SUPPLIED RECORDS section start
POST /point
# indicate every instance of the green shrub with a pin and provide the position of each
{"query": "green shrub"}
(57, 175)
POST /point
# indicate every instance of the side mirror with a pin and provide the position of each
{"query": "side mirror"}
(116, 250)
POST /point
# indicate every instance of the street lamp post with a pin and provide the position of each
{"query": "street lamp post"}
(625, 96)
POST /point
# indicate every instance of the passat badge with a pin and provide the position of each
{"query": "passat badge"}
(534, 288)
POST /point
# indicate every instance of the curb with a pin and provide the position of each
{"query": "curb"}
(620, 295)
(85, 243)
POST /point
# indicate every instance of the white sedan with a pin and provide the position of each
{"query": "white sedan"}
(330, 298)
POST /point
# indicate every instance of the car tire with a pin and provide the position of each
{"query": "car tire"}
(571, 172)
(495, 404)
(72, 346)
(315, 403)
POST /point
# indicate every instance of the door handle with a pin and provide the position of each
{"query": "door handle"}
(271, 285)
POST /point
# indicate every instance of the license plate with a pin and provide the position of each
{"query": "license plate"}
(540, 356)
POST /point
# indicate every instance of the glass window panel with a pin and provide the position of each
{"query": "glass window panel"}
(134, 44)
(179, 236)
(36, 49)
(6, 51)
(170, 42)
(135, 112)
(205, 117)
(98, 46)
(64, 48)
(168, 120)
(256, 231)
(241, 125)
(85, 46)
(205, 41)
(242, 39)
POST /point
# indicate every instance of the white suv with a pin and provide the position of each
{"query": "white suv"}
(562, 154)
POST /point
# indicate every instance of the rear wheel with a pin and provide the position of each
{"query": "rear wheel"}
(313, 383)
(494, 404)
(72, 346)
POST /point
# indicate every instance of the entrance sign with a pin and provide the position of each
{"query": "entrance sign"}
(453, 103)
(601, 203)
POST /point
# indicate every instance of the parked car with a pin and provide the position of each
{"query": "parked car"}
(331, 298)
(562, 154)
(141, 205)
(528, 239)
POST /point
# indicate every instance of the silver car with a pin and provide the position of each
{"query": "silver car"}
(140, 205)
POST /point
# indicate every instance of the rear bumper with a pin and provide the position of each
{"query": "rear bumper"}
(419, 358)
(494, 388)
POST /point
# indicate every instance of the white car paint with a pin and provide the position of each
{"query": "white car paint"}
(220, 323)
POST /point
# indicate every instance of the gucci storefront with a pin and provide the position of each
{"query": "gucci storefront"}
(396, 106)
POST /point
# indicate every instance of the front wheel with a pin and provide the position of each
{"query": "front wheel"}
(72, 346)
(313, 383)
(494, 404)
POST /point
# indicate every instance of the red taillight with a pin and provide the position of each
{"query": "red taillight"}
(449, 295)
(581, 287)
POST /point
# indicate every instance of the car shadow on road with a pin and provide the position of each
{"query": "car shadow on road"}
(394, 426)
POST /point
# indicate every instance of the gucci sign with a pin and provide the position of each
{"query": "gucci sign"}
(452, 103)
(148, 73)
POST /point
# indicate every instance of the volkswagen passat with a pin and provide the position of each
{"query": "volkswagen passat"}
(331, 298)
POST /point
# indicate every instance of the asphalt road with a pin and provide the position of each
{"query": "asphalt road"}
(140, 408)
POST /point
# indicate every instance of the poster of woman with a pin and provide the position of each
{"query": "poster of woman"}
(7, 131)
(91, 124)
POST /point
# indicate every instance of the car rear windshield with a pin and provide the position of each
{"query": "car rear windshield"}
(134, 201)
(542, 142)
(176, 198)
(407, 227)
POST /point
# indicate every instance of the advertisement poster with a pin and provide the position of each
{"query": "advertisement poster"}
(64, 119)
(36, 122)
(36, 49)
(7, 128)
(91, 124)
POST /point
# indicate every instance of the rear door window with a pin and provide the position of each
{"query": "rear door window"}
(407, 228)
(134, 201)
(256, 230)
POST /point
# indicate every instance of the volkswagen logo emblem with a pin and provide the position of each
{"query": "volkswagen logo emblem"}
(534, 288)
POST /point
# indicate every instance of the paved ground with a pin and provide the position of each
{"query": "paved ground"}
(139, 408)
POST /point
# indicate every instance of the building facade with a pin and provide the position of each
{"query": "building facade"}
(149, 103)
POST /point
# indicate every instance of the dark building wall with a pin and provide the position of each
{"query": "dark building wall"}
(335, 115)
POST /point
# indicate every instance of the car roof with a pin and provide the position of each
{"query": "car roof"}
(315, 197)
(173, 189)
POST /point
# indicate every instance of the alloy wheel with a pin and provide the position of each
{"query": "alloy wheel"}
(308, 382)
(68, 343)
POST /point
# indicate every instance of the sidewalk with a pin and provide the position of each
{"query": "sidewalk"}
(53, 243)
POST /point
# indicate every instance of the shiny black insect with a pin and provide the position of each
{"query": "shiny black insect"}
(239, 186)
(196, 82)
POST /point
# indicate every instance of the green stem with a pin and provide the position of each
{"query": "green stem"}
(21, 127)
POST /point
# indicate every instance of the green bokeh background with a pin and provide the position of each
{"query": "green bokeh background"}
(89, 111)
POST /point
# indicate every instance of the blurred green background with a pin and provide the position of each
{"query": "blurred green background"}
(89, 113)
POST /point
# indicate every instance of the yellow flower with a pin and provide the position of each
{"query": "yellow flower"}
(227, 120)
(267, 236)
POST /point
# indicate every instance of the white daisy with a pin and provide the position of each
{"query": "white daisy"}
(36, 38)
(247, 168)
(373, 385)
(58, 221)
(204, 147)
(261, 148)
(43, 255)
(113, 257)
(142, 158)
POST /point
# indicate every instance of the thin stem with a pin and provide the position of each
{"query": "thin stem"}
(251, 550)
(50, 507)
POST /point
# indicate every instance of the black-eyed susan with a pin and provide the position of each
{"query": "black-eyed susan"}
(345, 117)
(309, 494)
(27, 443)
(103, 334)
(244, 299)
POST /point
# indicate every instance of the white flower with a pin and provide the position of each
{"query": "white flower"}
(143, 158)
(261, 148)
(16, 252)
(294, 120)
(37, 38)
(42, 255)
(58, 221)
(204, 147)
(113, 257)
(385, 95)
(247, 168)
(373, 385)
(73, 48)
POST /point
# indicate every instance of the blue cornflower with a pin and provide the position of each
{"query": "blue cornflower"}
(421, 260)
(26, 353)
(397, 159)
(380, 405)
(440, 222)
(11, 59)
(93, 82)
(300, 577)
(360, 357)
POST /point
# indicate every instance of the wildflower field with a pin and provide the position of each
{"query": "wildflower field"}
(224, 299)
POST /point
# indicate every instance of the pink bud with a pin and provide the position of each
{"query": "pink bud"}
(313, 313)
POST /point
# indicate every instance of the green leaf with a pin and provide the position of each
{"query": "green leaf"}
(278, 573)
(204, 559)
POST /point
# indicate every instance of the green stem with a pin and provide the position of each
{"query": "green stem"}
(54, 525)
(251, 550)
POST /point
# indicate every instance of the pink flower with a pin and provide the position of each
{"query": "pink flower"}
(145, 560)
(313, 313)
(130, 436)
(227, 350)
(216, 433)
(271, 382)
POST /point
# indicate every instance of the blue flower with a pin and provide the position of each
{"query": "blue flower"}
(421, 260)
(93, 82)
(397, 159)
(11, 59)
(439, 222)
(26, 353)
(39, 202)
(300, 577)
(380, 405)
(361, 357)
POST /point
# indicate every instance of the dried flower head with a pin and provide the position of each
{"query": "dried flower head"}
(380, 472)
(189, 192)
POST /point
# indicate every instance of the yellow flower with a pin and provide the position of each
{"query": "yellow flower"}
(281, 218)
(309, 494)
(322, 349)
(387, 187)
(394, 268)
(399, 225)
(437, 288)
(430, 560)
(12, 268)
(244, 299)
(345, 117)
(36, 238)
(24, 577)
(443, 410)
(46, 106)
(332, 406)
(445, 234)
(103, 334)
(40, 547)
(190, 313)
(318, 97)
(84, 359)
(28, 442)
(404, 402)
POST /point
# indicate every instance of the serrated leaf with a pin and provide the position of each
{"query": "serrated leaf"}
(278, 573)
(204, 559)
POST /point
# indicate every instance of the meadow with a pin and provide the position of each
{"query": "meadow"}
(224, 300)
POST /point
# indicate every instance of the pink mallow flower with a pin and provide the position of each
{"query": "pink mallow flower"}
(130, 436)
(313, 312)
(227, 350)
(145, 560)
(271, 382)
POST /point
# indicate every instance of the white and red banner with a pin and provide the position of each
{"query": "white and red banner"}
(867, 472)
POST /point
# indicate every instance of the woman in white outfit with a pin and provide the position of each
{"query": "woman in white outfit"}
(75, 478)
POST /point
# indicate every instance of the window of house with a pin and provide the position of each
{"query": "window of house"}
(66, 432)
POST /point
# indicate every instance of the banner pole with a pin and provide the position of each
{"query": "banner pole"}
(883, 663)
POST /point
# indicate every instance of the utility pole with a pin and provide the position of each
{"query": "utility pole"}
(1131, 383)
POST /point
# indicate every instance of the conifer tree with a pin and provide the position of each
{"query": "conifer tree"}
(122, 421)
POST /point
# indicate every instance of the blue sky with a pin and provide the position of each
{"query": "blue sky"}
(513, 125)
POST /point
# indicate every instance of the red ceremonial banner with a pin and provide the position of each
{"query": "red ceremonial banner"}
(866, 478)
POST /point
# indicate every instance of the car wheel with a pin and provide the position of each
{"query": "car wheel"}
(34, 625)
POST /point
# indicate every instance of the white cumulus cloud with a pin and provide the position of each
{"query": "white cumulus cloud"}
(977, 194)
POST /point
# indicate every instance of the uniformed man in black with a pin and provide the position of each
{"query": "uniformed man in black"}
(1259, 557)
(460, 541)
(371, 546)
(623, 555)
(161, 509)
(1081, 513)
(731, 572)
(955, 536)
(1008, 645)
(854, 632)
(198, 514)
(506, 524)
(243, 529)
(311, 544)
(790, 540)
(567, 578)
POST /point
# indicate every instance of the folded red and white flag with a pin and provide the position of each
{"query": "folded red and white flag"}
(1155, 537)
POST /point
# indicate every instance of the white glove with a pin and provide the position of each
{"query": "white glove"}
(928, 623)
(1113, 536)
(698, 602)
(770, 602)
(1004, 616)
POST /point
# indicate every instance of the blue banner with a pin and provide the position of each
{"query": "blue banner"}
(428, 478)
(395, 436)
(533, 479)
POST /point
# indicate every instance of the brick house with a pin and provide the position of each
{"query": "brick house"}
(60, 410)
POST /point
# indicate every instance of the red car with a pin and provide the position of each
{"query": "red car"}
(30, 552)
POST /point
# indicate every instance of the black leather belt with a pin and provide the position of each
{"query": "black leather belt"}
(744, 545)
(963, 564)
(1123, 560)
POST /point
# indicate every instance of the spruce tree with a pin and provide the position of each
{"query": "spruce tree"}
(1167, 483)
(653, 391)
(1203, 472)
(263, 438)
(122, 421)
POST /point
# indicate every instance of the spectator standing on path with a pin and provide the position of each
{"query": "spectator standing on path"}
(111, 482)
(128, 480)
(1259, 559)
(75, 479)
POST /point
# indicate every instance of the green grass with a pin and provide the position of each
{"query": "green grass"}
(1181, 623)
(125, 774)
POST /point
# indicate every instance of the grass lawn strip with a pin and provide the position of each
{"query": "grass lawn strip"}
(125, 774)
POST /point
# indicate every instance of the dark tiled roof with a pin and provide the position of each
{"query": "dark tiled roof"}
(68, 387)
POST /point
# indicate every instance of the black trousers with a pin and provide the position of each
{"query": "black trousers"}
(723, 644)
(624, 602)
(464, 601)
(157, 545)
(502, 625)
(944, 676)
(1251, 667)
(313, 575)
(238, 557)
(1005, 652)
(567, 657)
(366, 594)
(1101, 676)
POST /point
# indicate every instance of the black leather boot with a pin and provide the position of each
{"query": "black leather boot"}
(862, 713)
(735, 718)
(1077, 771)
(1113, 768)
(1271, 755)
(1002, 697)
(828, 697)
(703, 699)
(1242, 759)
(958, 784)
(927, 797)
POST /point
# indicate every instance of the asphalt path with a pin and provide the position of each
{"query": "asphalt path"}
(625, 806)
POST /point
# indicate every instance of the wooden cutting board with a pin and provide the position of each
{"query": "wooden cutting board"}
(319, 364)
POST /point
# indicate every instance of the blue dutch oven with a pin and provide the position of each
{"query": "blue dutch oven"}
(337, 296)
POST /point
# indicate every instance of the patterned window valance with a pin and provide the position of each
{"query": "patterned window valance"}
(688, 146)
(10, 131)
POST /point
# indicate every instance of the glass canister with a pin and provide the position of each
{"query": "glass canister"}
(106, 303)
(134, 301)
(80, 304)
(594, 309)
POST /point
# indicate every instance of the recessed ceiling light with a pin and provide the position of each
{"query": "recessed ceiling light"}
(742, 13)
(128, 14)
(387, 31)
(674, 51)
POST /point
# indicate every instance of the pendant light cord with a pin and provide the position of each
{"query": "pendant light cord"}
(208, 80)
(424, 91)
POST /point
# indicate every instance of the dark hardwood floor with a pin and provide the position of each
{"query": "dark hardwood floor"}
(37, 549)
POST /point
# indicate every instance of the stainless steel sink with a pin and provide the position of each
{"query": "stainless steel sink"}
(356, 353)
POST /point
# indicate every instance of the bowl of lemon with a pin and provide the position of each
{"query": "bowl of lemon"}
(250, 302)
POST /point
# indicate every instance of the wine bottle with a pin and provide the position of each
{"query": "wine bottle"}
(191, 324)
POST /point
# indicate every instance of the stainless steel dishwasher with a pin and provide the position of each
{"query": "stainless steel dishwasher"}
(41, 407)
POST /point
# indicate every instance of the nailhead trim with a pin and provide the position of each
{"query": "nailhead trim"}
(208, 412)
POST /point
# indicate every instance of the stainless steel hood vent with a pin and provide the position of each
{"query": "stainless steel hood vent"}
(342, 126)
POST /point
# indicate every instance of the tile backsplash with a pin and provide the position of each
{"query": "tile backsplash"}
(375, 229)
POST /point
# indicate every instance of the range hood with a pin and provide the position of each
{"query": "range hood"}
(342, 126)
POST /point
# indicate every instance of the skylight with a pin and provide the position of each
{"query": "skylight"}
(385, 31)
SUPPLIED RECORDS section end
TASK TO CARRY OUT:
Restate the data word for word. Begin at its first line, end at the line that contains "# indicate every instance of the entrance", and include both.

FINISHED EXERCISE:
POST /point
# indicate every instance of the green shrub with a pin and provide the position of each
{"query": "green shrub"}
(57, 175)
POST /point
# indicate every instance of the side mirror with a pin and provide the position of each
{"query": "side mirror"}
(116, 250)
POST /point
# indicate every instance of the street lamp post with a pin and provide the position of each
{"query": "street lamp post"}
(625, 96)
POST /point
# indicate every instance of the passat badge with a pin and provide the position of each
{"query": "passat badge"}
(534, 288)
POST /point
# indicate every instance of the curb with a pin and provide the position of each
{"query": "curb"}
(620, 295)
(85, 243)
POST /point
# indicate every instance of the white sedan with a pin and provide the position of each
{"query": "white sedan"}
(330, 298)
POST /point
# indicate every instance of the car tire with a pin and provide the position of each
{"query": "car tire"}
(571, 172)
(495, 404)
(72, 346)
(315, 403)
POST /point
# indicate every instance of the door handle with a pin and provide the position of each
{"query": "door handle"}
(271, 285)
POST /point
# indicate every instance of the license plate with a pin and provide the position of each
{"query": "license plate"}
(540, 356)
POST /point
# indicate every instance of the glass window panel with a pin and provide the position of each
{"query": "glass window panel"}
(134, 44)
(179, 236)
(36, 49)
(6, 51)
(170, 42)
(135, 112)
(205, 117)
(98, 46)
(64, 48)
(168, 120)
(256, 231)
(241, 125)
(85, 46)
(205, 41)
(242, 39)
POST /point
# indicate every instance of the white suv with a pin and provide the position of each
{"query": "white suv"}
(562, 154)
POST /point
# indicate every instance of the rear wheel with a pin and provide the position of each
{"query": "rear wheel"}
(313, 383)
(494, 404)
(72, 346)
POST /point
# indicate every instance of the entrance sign with a pin and provide the position of each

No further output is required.